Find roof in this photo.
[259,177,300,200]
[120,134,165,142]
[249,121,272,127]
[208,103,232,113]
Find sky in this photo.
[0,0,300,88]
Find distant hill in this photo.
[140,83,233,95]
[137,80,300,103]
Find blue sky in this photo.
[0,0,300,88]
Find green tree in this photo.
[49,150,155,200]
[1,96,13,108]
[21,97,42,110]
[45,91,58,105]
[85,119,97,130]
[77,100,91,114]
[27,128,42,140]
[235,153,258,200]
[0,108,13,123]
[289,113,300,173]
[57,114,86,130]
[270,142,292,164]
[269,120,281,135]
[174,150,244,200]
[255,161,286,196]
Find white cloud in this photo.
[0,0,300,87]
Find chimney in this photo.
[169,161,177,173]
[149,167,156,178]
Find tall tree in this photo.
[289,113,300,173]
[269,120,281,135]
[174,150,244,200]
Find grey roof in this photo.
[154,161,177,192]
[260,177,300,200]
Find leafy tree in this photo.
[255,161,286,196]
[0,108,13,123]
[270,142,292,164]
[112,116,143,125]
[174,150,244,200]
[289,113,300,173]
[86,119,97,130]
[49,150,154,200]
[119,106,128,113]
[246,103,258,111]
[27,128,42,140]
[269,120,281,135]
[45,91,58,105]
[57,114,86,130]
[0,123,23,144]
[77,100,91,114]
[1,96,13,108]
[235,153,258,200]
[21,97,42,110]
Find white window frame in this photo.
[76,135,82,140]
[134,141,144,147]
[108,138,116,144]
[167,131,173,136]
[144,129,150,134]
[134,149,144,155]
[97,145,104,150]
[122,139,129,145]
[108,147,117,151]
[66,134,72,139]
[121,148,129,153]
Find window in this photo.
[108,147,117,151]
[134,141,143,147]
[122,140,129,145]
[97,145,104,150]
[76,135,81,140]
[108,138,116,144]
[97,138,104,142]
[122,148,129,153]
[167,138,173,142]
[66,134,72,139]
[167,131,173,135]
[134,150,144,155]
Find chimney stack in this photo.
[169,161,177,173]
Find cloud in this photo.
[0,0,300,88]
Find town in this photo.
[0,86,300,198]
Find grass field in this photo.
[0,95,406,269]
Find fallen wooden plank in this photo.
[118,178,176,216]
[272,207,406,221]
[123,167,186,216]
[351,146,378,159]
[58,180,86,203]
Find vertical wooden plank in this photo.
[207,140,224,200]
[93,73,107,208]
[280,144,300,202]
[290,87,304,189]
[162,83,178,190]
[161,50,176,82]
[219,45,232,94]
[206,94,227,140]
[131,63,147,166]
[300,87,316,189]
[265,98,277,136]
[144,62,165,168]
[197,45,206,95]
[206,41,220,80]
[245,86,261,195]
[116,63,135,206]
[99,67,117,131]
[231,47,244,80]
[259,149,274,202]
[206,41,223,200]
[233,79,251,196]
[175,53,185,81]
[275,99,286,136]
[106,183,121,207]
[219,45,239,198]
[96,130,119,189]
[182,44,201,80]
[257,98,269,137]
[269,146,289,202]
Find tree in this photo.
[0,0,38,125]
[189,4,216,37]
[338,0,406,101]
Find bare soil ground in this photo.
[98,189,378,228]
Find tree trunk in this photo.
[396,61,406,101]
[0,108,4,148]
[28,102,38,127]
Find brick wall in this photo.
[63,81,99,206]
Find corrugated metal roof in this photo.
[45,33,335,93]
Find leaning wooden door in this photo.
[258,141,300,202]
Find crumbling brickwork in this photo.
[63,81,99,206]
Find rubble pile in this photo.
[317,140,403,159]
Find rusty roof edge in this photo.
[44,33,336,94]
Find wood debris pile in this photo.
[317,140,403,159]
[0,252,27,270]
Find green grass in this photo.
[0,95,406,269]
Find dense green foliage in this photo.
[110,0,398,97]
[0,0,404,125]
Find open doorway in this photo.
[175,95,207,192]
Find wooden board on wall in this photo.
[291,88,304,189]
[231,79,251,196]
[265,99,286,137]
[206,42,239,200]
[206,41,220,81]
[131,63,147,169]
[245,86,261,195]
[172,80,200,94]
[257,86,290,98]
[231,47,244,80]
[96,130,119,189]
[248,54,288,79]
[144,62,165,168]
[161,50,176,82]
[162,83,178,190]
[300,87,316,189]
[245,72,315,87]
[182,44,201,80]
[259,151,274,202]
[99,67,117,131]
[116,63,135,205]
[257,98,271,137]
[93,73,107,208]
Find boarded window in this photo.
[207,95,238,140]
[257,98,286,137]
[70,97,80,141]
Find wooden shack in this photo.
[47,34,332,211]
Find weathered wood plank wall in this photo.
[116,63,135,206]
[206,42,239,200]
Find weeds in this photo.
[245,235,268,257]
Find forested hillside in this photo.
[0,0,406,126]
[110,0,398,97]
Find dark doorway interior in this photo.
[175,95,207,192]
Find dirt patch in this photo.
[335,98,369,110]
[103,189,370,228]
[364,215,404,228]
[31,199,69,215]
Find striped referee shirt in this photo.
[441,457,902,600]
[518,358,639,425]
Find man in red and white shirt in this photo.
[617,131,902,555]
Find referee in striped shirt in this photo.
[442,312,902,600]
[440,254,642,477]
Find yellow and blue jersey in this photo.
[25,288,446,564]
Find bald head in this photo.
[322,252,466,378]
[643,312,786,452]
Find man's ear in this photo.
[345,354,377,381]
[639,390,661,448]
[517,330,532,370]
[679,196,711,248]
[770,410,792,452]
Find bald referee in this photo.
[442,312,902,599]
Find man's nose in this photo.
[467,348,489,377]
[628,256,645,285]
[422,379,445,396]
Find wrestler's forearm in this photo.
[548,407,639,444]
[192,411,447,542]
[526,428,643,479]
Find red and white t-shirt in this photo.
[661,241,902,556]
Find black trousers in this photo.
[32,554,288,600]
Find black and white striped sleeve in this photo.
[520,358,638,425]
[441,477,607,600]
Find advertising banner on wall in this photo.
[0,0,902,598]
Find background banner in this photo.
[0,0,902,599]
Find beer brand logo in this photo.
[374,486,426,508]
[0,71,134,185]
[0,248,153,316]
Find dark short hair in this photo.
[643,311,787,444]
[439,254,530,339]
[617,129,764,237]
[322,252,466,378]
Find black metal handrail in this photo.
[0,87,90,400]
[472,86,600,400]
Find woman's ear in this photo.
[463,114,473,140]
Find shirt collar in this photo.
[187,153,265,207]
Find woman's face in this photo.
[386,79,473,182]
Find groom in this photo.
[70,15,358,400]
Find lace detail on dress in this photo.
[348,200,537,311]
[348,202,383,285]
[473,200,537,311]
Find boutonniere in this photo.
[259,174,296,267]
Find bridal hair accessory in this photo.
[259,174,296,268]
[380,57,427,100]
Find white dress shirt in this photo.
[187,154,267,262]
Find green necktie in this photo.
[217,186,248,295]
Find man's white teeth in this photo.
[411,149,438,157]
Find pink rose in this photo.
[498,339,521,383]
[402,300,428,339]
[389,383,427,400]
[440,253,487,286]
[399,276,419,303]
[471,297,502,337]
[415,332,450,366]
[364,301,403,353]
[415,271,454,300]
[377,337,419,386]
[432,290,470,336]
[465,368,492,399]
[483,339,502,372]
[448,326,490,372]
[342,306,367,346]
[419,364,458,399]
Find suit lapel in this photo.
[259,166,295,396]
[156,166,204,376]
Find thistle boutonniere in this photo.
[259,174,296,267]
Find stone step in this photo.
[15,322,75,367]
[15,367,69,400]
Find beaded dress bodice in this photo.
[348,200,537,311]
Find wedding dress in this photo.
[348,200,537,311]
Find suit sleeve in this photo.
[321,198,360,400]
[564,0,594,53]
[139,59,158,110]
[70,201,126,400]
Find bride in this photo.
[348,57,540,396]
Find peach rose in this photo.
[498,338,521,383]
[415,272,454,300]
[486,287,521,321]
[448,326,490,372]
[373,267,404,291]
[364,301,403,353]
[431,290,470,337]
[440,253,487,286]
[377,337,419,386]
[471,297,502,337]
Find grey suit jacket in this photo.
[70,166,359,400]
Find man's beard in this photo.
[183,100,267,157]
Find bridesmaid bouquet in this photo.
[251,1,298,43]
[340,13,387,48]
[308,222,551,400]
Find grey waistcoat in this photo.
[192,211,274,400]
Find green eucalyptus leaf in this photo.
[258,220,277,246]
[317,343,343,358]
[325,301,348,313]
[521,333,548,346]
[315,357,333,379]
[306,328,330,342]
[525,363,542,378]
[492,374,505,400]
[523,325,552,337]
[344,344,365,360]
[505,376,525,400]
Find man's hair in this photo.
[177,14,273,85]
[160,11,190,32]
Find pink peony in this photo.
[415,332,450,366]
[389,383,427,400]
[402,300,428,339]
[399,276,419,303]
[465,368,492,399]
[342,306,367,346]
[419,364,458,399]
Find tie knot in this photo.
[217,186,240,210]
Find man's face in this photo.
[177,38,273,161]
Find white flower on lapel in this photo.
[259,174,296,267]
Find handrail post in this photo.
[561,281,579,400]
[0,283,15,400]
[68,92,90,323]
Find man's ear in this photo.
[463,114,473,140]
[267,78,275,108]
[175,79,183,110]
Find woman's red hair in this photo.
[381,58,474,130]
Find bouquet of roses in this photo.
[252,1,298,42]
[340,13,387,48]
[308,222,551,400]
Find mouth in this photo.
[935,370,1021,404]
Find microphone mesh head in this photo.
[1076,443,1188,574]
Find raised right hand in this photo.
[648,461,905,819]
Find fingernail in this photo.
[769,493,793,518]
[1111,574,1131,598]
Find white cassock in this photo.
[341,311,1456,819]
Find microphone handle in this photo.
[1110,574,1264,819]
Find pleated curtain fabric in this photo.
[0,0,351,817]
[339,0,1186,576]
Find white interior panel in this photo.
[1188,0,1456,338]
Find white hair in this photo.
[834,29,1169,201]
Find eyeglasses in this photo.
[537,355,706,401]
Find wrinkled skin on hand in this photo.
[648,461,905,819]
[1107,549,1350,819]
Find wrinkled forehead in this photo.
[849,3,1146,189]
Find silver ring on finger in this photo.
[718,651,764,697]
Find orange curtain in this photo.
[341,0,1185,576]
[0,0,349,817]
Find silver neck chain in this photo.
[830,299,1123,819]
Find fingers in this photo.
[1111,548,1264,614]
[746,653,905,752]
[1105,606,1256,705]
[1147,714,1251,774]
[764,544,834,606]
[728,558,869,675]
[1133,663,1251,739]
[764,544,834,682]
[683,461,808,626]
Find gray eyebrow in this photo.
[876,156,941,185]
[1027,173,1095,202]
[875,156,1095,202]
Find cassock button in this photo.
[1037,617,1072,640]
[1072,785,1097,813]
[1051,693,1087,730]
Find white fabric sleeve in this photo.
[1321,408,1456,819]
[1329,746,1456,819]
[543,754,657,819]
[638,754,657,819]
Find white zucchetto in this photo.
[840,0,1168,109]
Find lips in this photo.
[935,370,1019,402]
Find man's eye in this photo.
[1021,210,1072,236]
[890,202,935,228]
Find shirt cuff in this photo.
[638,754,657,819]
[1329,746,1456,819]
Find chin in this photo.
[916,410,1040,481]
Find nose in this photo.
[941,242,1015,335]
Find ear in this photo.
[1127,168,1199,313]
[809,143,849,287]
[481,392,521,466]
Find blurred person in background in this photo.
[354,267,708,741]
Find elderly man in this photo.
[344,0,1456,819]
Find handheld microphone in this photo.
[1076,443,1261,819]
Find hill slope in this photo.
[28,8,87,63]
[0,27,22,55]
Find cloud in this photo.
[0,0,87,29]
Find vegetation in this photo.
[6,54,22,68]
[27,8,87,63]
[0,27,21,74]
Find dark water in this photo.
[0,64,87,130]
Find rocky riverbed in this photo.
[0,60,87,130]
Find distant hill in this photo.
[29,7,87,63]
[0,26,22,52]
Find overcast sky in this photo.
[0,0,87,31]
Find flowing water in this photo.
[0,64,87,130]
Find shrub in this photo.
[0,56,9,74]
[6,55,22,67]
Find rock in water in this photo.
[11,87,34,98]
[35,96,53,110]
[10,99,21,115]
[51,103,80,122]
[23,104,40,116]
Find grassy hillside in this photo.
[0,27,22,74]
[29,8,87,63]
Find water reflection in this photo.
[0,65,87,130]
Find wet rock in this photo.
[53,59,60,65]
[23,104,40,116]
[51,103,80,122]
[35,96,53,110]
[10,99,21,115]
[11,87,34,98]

........

◆ EXERCISE TASK:
Can you render the rows as a numbered list with blank lines left out, starting at the line containing "Find shirt cuff in this photo." and ending at the final row?

◆ SOLUTION TO THIS TASK:
1. Find shirt cuff in this photo.
2. [638,754,657,819]
3. [1329,746,1456,819]
4. Find chin in this photo.
5. [916,410,1040,481]
6. Find nose in this photo.
7. [941,242,1015,335]
8. Find ear in this photo.
9. [1127,168,1199,313]
10. [809,143,849,287]
11. [481,392,521,466]
12. Find blurred person in background in this photo.
13. [354,267,708,741]
14. Find elderly man in this photo.
15. [344,0,1456,819]
16. Find handheld microphone in this photo.
17. [1076,443,1261,819]
18. Find hill slope in this photo.
19. [28,8,87,63]
20. [0,27,22,55]
21. Find cloud in this photo.
22. [0,0,87,29]
23. Find vegetation in this photo.
24. [6,54,22,68]
25. [27,8,87,63]
26. [0,27,21,74]
27. Find dark water in this photo.
28. [0,64,87,130]
29. Find rocky riverbed in this photo.
30. [0,60,87,130]
31. Find distant hill in this photo.
32. [29,7,87,63]
33. [0,26,22,52]
34. Find overcast sky in this photo.
35. [0,0,87,31]
36. Find flowing water in this photo.
37. [0,64,87,130]
38. Find shrub in this photo.
39. [0,56,9,74]
40. [6,55,22,67]
41. Find rock in water in this photo.
42. [11,87,34,98]
43. [35,96,53,110]
44. [10,99,21,115]
45. [51,103,80,122]
46. [23,104,40,116]
47. Find grassy hillside in this photo.
48. [0,27,22,74]
49. [29,8,87,63]
50. Find water reflection in this photo.
51. [0,65,87,130]
52. Find wet rock in this photo.
53. [53,59,60,65]
54. [23,104,40,116]
55. [51,103,80,122]
56. [35,96,53,110]
57. [10,99,21,115]
58. [11,87,34,98]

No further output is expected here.